Eu acho que, em condições normais, cada actor do processo eleitoral tem as suas tarefas e, por isso, as suas responsabilidades. As tarefas são tão distintas que não se misturam e nem se confundem.
Aos órgãos de gestão eleitoral - no nosso caso, a Cê-Ene-É e o STAE - por exemplo, cabe-lhes a tarefa de gerir todo o processo. São eles que organizam e monitoram as eleições. São eles que devem garantir a qualidade e a ética no processo. Dito mais barato, é dever deles evitarem fraudes.
Os candidatos e os partidos políticos são simples concorrentes. A sua responsabilidade no processo é de legalizar a sua candidatura, como manda a lei, promover o seu manifesto eleitoral e mobilizar simpatizantes. Ou seja, vender o seu peixe para conquistar votos.
A tarefa dos eleitores é legalizarem o seu direito de votar junto dos órgãos de gestão eleitoral, ouvirem os manifestos eleitorais dos partidos políticos, ajudarem - de livre e espontânea vontade - os seus partidos a promoverem os seus manifestos eleitorais e, no dia da votação, escolherem o candidato e/ou o partido que quiserem.
A Polícia tem o dever de garantir a ordem e tranquilidade ao processo. Quando a segurança está em causa, a Polícia é accionada pelos órgãos de gestão eleitoral locais no sentido de normalizar a situação.
Quando os candidatos ou partidos políticos notarem uma violação ou ilícito eleitoral grave, levam o caso aos tribunais locais existentes. Os tribunais julgam o caso - sem pressão interna ou externa - segundo a lei.
O Conselho Constitucional tem a última palavra sobre o processo. Dependendo da informação factual que tem, o Cê-Cê pode validar ou não os resultados apurados pelos órgãos de gestão eleitoral.

TAREFA.
Responda às perguntas abaixo com base no texto sobre o processo eleitoral.
1. Quais são os órgãos de gestão eleitoral mencionados no texto?
2. Quem aciona a Polícia quando a segurança está em causa?
3. Que entidade tem a última palavra sobre o processo?

LISTAGEM FORNECIDA.
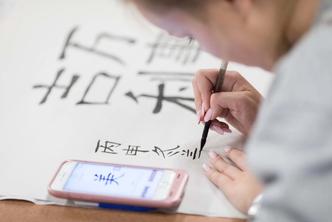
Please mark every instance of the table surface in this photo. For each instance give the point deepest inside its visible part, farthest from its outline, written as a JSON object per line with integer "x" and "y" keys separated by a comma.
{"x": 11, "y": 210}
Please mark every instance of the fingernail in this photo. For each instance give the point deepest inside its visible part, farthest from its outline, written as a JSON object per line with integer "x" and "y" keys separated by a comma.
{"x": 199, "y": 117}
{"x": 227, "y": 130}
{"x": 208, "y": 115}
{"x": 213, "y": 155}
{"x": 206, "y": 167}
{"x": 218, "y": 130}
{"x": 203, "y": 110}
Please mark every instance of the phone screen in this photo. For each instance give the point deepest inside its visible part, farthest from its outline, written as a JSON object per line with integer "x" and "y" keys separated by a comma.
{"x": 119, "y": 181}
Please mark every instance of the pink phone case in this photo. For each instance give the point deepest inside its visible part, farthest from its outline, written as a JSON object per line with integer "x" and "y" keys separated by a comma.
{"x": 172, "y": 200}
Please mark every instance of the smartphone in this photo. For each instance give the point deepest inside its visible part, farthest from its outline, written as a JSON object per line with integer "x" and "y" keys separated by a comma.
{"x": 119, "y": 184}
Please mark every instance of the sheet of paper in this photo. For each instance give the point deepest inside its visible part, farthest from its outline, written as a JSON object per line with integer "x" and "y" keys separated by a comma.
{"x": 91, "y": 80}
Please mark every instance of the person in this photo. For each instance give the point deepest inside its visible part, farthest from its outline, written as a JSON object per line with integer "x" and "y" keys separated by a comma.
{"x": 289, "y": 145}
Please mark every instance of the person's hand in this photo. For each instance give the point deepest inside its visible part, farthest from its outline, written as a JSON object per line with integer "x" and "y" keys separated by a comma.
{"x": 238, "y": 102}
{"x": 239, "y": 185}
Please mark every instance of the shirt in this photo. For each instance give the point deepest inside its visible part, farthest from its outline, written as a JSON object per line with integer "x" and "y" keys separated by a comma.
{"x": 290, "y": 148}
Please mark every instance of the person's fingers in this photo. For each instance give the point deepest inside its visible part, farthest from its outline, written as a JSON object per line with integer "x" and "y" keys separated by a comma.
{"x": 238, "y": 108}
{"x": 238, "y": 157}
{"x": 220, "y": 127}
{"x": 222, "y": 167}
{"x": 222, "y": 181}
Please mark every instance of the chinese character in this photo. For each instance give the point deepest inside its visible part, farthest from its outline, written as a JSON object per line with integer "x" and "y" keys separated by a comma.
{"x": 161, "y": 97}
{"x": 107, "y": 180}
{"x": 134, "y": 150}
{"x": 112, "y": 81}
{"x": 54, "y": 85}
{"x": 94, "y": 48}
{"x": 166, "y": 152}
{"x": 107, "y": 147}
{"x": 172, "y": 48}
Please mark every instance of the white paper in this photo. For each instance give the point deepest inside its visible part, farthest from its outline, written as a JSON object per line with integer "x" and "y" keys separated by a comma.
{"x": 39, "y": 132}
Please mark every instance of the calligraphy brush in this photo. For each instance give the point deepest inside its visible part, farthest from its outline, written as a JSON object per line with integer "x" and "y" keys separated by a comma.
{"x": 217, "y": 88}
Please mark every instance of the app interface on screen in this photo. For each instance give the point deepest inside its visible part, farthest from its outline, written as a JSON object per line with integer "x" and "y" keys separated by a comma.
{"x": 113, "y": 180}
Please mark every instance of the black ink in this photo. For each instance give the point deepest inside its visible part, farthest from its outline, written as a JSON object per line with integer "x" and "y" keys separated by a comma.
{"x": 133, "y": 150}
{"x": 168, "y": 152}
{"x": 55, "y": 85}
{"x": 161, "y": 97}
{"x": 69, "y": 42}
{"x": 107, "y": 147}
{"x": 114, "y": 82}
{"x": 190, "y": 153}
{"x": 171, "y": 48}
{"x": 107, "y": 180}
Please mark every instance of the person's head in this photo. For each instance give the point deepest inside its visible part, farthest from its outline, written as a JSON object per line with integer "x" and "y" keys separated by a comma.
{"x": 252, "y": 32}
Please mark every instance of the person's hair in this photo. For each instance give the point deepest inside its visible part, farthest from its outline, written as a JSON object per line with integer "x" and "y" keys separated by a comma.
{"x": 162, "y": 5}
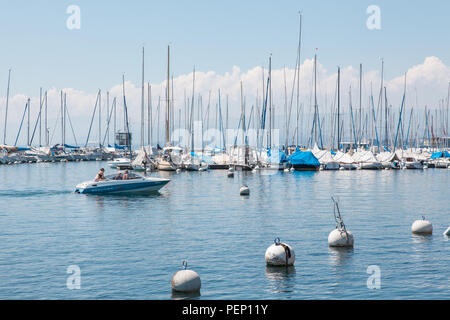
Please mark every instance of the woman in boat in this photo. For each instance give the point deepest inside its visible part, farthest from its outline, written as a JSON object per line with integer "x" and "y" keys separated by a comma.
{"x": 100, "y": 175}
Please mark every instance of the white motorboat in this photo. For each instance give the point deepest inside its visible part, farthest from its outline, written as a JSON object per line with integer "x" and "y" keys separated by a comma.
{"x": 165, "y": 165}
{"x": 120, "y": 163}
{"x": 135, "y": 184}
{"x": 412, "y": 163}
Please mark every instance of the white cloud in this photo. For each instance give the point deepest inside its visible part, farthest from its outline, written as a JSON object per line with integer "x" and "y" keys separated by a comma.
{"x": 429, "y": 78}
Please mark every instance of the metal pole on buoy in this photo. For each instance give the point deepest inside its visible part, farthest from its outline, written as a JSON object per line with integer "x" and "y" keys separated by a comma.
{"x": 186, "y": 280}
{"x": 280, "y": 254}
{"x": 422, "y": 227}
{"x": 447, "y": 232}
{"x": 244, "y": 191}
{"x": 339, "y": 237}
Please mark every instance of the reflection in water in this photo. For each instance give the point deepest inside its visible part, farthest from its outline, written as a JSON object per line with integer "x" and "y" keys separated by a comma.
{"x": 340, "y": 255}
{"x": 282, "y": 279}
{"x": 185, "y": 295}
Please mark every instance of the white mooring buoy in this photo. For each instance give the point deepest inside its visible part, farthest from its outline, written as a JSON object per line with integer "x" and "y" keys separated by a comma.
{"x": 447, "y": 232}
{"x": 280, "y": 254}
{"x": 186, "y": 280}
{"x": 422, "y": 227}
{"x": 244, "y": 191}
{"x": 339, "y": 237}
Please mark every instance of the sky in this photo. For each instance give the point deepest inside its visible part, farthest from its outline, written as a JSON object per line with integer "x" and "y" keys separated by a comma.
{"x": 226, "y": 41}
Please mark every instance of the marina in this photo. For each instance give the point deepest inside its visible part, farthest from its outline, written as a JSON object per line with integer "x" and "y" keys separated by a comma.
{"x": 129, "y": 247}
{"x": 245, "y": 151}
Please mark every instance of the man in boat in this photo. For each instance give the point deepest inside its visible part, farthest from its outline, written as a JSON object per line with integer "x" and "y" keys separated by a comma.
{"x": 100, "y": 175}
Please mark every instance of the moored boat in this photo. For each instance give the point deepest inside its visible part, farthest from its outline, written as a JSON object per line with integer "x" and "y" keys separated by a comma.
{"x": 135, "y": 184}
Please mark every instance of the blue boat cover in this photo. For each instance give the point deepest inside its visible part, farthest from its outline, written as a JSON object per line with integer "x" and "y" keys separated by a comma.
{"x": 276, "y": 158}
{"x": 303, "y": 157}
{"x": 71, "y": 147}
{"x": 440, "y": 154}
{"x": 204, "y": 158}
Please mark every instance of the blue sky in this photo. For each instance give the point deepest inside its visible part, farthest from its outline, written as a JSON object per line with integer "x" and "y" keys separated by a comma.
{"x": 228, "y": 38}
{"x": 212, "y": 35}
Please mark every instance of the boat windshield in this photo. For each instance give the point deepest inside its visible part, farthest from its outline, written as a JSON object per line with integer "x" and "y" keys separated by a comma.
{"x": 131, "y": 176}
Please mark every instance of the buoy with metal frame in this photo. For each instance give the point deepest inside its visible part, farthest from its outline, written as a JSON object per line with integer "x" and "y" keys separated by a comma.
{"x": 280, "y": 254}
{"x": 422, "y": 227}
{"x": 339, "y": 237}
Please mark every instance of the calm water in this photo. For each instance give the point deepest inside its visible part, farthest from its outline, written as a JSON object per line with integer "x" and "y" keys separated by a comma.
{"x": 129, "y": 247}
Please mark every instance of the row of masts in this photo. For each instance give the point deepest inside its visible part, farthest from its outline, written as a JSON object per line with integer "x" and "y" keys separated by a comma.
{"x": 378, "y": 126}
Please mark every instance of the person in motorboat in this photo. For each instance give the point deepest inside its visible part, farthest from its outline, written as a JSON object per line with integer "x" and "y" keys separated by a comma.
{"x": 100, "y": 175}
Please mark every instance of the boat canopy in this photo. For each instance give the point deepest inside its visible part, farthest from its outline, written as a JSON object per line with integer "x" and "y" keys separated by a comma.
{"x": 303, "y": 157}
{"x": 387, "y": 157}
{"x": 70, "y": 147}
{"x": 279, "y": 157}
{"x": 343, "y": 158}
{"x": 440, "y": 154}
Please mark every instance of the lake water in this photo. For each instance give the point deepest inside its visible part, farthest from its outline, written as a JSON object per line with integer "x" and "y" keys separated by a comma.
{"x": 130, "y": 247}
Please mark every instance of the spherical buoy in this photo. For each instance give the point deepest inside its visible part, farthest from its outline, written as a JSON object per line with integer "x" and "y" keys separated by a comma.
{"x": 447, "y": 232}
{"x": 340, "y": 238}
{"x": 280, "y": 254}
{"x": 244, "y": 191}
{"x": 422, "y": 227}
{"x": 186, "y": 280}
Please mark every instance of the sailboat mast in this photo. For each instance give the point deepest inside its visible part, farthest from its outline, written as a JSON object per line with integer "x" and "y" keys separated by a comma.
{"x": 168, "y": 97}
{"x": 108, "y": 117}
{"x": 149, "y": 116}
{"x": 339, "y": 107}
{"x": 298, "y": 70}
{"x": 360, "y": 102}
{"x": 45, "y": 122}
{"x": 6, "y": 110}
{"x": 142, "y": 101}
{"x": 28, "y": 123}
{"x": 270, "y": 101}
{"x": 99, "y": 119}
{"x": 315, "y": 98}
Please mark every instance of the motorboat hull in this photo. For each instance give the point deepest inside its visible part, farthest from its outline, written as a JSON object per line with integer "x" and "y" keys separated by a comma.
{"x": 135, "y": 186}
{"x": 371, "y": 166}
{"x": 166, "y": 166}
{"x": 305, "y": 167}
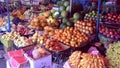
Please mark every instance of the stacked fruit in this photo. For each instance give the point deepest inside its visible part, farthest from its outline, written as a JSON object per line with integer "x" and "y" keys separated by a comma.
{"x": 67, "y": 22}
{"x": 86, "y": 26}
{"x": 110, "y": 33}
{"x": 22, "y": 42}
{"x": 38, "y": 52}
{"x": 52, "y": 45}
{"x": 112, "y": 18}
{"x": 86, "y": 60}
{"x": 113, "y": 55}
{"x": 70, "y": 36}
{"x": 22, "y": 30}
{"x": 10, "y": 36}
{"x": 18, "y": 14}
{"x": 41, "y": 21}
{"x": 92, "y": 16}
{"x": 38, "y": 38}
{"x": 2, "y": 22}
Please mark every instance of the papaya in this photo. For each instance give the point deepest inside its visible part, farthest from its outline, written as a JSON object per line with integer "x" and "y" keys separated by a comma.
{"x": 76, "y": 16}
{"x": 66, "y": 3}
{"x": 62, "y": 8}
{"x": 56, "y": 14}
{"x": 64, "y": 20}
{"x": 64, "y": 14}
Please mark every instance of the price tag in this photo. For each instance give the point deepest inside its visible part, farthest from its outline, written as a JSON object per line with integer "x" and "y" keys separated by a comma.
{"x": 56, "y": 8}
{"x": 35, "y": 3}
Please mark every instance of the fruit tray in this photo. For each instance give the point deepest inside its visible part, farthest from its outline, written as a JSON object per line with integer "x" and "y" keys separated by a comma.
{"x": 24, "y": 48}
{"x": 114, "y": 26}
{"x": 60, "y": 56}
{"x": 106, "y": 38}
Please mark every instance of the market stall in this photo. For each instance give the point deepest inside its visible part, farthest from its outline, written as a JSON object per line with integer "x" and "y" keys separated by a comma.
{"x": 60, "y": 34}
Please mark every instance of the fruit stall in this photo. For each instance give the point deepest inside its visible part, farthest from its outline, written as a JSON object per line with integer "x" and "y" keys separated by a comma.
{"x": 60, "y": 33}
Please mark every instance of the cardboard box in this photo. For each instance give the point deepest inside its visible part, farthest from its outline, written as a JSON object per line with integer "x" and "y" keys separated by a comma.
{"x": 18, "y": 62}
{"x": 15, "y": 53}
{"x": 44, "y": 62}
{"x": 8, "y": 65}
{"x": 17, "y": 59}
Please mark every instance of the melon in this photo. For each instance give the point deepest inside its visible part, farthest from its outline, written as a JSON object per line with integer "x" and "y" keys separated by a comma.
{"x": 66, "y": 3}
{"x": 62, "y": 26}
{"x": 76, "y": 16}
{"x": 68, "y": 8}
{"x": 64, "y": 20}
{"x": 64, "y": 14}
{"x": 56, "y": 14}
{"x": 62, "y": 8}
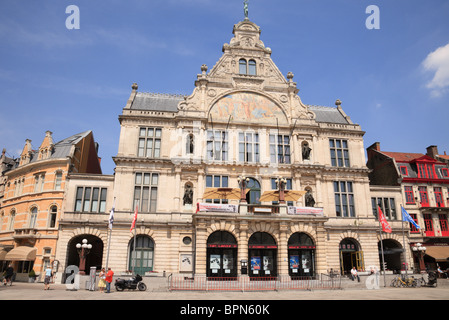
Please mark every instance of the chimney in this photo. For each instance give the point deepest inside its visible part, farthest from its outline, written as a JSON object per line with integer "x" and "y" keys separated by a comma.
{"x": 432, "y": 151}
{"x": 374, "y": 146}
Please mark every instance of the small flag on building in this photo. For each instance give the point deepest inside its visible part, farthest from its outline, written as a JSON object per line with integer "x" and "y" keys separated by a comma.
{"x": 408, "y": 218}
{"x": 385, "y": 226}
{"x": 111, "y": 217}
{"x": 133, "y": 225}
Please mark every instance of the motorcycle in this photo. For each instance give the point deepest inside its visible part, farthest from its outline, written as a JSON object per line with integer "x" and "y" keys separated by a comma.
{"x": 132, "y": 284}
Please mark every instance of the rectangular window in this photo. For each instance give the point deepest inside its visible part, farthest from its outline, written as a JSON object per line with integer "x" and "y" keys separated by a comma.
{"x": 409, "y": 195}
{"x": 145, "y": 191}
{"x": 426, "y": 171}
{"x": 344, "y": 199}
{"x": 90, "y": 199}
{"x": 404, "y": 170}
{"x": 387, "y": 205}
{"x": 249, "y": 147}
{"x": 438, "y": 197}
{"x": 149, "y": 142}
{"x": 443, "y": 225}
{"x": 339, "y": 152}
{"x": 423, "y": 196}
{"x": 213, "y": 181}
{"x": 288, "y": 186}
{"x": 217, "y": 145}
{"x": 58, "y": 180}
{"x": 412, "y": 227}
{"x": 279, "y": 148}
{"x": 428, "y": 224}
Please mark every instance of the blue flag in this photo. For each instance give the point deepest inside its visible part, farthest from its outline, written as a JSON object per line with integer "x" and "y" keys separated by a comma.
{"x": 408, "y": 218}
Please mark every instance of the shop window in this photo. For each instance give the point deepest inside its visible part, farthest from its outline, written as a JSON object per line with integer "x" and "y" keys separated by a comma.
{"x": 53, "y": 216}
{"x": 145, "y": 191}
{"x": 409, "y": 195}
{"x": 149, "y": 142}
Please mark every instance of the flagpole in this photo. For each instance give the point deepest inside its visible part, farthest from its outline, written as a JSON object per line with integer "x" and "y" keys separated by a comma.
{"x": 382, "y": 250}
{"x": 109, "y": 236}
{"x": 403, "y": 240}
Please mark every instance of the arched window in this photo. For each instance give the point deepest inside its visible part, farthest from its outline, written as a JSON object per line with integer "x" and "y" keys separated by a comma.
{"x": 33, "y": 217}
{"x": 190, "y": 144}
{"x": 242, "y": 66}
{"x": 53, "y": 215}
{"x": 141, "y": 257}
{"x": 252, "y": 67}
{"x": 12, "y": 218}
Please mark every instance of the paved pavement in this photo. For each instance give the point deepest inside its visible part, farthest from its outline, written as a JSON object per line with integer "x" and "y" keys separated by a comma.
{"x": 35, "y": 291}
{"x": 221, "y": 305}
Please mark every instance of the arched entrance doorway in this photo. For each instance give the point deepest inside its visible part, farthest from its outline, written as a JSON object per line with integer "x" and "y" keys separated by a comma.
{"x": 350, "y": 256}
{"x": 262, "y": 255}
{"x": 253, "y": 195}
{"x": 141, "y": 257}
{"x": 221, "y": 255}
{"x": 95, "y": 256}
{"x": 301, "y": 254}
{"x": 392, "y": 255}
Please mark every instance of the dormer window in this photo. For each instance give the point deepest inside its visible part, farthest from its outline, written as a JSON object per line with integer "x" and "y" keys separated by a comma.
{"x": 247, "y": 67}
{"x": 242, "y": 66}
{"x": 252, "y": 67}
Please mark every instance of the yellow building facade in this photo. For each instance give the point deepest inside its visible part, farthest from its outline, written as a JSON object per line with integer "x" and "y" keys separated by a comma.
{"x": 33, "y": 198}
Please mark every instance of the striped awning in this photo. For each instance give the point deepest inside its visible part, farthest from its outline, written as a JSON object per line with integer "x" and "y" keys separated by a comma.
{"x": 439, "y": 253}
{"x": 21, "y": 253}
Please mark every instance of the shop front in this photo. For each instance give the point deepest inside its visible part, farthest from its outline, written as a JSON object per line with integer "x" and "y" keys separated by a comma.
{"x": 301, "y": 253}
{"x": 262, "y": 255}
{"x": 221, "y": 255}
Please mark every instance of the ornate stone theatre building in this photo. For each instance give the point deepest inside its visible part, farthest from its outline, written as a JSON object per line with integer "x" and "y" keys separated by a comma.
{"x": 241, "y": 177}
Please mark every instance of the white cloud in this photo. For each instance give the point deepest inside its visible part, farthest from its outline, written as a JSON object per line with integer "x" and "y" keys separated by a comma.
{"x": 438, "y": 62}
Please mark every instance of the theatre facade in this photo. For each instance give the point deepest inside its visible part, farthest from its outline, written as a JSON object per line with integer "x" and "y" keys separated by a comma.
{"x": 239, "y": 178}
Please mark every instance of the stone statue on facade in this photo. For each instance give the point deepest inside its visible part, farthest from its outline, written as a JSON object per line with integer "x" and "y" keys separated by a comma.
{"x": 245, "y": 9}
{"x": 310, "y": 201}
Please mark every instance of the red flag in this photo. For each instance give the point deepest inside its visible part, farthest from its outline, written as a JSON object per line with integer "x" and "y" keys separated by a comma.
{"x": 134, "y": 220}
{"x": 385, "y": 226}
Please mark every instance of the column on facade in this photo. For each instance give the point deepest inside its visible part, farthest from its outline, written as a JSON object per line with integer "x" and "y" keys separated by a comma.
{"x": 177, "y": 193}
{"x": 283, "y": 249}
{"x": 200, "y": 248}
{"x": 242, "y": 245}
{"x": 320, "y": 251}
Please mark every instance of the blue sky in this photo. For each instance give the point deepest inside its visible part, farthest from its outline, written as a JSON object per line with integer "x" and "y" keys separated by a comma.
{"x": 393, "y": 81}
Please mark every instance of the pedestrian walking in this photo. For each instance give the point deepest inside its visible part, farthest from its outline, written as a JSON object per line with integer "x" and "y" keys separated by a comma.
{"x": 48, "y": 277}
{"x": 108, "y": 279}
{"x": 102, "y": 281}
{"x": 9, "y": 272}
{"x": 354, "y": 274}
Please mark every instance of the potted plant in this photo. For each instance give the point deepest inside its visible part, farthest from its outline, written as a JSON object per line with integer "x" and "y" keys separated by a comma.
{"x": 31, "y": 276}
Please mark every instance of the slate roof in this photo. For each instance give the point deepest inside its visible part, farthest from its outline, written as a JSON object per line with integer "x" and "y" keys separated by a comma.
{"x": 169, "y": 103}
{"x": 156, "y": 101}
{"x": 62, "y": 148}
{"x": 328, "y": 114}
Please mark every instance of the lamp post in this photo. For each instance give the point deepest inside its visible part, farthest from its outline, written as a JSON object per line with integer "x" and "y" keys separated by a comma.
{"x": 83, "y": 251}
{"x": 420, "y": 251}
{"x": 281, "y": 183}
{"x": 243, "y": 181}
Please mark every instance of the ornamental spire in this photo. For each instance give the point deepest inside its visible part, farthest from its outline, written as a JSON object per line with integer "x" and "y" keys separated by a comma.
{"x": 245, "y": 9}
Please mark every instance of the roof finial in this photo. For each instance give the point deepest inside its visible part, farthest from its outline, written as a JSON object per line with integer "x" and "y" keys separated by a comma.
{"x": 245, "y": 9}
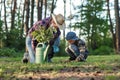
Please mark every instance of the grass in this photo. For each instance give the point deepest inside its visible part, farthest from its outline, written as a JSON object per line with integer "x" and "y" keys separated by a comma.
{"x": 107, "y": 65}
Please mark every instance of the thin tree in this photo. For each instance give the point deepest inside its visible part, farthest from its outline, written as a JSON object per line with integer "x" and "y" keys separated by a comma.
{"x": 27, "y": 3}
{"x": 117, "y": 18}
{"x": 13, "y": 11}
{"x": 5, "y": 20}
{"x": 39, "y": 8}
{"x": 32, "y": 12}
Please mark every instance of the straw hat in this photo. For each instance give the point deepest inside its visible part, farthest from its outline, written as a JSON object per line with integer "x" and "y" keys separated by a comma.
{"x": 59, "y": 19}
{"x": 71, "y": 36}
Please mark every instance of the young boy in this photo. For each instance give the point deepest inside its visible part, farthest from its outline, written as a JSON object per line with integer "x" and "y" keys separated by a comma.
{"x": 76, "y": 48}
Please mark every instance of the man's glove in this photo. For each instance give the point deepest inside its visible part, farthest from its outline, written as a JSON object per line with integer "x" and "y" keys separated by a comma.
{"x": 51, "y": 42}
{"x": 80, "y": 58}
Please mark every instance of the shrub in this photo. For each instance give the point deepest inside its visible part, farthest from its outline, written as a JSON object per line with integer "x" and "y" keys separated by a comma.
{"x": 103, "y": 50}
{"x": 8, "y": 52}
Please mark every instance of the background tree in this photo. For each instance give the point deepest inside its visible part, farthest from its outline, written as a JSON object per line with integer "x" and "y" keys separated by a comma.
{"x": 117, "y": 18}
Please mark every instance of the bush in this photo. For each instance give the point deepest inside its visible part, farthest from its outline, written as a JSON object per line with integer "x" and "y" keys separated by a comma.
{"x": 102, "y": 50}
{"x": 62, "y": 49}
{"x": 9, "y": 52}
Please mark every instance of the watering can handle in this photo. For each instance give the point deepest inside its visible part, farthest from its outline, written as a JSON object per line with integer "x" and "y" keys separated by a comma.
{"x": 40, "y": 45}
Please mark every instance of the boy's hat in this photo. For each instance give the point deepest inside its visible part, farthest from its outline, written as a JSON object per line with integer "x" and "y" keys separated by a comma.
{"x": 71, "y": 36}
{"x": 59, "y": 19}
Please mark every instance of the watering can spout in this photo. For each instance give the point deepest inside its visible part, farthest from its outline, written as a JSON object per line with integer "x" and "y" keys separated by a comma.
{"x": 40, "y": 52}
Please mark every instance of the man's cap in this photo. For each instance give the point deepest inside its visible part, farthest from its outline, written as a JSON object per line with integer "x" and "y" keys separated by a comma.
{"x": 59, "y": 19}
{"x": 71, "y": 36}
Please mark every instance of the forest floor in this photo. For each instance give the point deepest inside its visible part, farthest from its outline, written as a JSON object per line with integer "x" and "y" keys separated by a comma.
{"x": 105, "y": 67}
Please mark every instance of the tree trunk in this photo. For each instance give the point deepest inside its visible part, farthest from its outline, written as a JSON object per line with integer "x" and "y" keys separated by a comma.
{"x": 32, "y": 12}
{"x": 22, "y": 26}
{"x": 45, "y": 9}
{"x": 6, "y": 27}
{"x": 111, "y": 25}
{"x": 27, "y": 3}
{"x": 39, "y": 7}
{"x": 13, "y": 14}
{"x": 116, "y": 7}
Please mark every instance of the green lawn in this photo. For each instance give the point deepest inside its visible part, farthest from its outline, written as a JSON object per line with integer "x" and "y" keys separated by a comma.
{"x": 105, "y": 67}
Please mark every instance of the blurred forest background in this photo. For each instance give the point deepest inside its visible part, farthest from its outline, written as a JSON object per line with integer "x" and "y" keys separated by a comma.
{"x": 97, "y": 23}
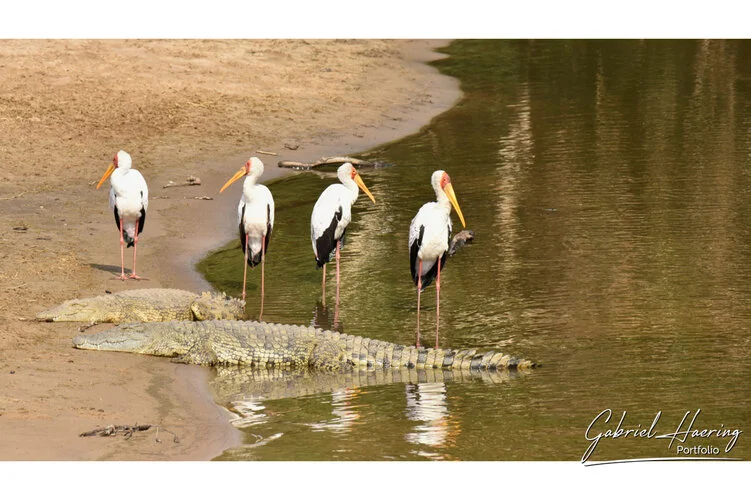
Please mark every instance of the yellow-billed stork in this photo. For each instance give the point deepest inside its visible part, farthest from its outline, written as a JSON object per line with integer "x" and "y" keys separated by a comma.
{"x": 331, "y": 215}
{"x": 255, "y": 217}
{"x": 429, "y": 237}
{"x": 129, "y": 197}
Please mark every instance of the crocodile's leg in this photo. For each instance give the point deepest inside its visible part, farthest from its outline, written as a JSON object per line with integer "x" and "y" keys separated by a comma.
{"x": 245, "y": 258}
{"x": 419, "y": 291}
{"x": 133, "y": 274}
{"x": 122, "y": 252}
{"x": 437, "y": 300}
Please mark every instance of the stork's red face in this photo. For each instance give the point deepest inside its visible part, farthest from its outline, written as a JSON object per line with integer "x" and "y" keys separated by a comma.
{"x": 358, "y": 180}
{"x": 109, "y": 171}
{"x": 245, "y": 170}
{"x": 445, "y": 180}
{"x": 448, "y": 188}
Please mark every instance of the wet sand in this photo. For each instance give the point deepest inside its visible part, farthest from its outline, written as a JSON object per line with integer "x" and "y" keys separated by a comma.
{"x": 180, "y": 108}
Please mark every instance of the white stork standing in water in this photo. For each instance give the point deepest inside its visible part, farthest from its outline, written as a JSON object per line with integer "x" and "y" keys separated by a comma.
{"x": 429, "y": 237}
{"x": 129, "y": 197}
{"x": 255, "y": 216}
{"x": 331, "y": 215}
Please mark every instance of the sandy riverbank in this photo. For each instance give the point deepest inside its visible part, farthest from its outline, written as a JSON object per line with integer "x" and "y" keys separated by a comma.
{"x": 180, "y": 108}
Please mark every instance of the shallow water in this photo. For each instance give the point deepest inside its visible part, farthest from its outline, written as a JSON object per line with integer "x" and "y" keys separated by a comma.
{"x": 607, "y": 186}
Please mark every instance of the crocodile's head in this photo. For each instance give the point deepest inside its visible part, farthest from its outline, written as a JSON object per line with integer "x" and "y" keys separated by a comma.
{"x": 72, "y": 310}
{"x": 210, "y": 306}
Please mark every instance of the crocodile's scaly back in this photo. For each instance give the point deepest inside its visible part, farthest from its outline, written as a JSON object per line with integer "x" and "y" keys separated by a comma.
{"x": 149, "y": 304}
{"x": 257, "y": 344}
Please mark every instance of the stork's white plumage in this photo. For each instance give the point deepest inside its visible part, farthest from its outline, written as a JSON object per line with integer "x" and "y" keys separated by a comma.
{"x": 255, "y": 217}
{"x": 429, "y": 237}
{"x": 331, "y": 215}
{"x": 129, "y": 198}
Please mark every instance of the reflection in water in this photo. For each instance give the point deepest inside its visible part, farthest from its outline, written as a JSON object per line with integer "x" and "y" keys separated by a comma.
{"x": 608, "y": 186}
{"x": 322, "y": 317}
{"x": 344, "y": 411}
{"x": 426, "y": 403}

RESPOSTA.
1. A Cê-Ene-É e o STAE.
2. Os órgãos de gestão eleitoral locais.
3. O Conselho Constitucional.